* [Input material]

==================================================

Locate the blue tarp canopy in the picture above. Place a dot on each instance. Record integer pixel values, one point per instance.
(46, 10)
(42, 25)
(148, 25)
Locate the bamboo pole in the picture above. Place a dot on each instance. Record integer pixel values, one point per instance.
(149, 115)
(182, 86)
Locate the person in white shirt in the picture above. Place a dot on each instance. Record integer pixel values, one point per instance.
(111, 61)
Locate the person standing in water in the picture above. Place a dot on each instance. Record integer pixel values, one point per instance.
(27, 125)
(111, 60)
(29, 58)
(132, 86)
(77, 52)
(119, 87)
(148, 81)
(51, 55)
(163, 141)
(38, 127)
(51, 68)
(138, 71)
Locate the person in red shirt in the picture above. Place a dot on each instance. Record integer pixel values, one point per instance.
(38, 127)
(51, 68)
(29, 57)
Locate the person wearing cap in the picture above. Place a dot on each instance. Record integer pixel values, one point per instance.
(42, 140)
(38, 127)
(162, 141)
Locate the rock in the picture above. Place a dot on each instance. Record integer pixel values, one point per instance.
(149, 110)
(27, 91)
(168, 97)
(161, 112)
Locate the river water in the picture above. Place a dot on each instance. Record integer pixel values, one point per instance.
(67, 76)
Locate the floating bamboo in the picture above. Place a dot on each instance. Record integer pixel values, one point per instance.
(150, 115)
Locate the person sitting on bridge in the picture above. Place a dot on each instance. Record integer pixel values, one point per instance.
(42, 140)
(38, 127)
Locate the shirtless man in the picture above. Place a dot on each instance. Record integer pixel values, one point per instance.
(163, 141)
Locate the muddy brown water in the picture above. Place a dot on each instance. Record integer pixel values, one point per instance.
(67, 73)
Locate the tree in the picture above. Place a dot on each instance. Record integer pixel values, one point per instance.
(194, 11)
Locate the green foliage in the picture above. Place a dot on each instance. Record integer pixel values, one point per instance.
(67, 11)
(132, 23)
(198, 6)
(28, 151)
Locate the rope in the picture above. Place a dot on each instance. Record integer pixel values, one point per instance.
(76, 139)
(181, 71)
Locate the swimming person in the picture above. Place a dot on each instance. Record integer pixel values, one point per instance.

==================================================

Rewrite all of the records, replacing "integer pixel values" with "whole-number pixel coordinates" and leaving everything else as it is.

* [Answer for this exercise]
Locate the blue tarp canopy in the picture above. Place a dot on each instance. Record whole-number pixel coordinates, one point per instance.
(46, 10)
(42, 25)
(148, 25)
Locate the bamboo pole in the picture above. Place a dot on each instance. Record whole-number pixel coordinates, one point per instance.
(149, 115)
(182, 86)
Locate the person in white shirt in the picture above. Place a dot on each instance. Record whole-number pixel coordinates, one point per instance.
(111, 61)
Locate the person standing in water in the picture above. Place a dot on each instance. Record whole-number pixel coordinates, one point per instance.
(27, 125)
(111, 60)
(29, 58)
(132, 86)
(77, 52)
(119, 87)
(148, 81)
(51, 55)
(163, 141)
(38, 127)
(51, 68)
(138, 71)
Locate the person in red shirt in the picture above. Place a dot on each instance. Record whole-number pixel coordinates, one point per instance.
(38, 127)
(51, 68)
(29, 57)
Locate the person wearing cap in the picture above. Place a dot on each instance. Record whole-number pixel coordinates, one point per instance.
(42, 140)
(38, 127)
(162, 141)
Locate the rock in the picture above. Place a dot on each instance. Record whole-number pixel coordinates, one point per instance.
(149, 110)
(27, 91)
(168, 97)
(161, 112)
Locate the river water in the picture above. Place a dot on each instance. Record whole-number pixel coordinates, one point per instance.
(67, 76)
Locate the floating bamboo in the picture above. Place a dot on each instance. Record whole-number pixel coordinates, one point per instance.
(150, 115)
Locate the person sitting on bridge in the picture above. Place a dot on each instance. Record whole-number pixel coordinates, one point per instance.
(42, 140)
(38, 127)
Locate the shirtless man in the picture above. Place a dot on each instance. Record whole-number pixel coordinates, one point per instance.
(163, 141)
Locate the muddy brown water in the picture above. Place a dot on each instance. Record whole-number pixel coordinates, one point per instance.
(67, 73)
Locate the tree in the picture above. Place a dot on each instance. Record whole-number pixel coordinates, one point per instance.
(194, 11)
Locate the green foliage in the picture above. Place a dot on each instance. Record whole-number pixel coordinates, one point per instance.
(67, 11)
(132, 23)
(198, 6)
(28, 151)
Locate the rope in the picture above. Place a dot on each instance. Record whole-number pixel coordinates, one point per instance.
(76, 139)
(181, 71)
Locate the swimming person in the picture above. Place a dot on each instance. Record whole-number pixel coordinates, one point per instance.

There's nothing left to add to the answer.